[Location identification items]

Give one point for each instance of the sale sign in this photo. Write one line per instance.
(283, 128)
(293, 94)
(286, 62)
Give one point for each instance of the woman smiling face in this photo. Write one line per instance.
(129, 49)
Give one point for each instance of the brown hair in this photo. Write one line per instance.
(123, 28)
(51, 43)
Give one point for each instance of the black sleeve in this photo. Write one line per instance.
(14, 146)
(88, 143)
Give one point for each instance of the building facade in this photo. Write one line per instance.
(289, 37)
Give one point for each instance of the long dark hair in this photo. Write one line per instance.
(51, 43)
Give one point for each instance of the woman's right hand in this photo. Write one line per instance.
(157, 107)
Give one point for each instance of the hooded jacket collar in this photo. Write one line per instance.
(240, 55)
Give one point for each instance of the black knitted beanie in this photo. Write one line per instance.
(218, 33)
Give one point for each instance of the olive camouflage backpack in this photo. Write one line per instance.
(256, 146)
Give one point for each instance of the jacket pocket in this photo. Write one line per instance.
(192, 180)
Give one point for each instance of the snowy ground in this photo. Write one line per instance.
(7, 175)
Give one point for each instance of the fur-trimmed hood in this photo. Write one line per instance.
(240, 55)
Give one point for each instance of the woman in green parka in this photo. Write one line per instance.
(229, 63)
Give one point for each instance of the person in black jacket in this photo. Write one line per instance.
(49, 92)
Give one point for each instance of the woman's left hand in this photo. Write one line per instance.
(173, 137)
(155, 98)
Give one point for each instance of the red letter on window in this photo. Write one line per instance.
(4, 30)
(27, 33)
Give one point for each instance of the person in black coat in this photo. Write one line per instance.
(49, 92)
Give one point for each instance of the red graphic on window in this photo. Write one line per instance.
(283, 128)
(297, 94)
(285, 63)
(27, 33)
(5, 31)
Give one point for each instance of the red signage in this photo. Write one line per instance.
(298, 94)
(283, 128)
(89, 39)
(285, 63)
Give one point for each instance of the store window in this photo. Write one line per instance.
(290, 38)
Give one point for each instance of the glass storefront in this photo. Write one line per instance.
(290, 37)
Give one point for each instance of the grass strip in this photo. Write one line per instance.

• [TASK DETAILS]: Reproduce all of the entries above verbatim, leaving every line unchanged.

• [FULL ANSWER]:
Give one point for each instance of the sale sign in this photo. Write one line per instance.
(283, 128)
(293, 94)
(286, 62)
Give one point for each instance of the woman smiling face in this photo. Write one line per instance.
(129, 49)
Give one point for each instance of the brown hair in this photo. Write one line per instance.
(123, 28)
(51, 43)
Give one point for each instance of the black sleeve in this photo. Write one line per instance.
(14, 146)
(88, 143)
Give one point for each instance of the building facade in this photo. Write one line per instance.
(289, 37)
Give one point for each instance of the long dark hair in this photo. Write one line per instance.
(51, 43)
Give one point for each instance of the woman's right hand in this photo. Write one line per instance.
(157, 107)
Give one point for each instance of the hooded jacket collar in this photo. Write one line per instance.
(240, 55)
Give one point for each instance of the black knitted beanie in this photo. Write one line per instance.
(218, 33)
Give one point for each instance of the olive camouflage backpack in this photo. Write one line per instance.
(256, 146)
Give one point for each instance of the jacket pocket in this photo. Write one line per instance.
(192, 180)
Give one point for each instance of the snowy ground in this photo. Write one line per instance.
(7, 175)
Give one point for each instance of the fur-trimmed hood in this photo. Write one line per instance.
(240, 55)
Give one point for each instance of the woman in green parka in this photo. Write one line per instance.
(229, 63)
Give one point for each instance of the person in black jacket in this photo. Write one line per instance.
(49, 92)
Give one point for each instance of the woman's left hand in this photo. Write one line per instance.
(173, 137)
(155, 98)
Give one point for each instance of the red letter on window in this photo. Write one line per instance.
(4, 30)
(27, 33)
Give one point for each instance of the person in black coat in this photo. Write one line per instance.
(49, 92)
Give one point for each instance of the red graphic on window in this photo. Write one line per instance.
(283, 128)
(297, 94)
(285, 63)
(27, 33)
(5, 31)
Give one point for each instance of the red signage in this photo. Write one line per instance.
(298, 94)
(283, 128)
(89, 39)
(285, 63)
Give one point for each instance of the store window in this photo. Write one line per instance.
(290, 38)
Give one point for each instance of the glass storefront in this photo. Write one line per instance.
(290, 37)
Give one point for each instance of the grass strip in this photo. Write one line per instance.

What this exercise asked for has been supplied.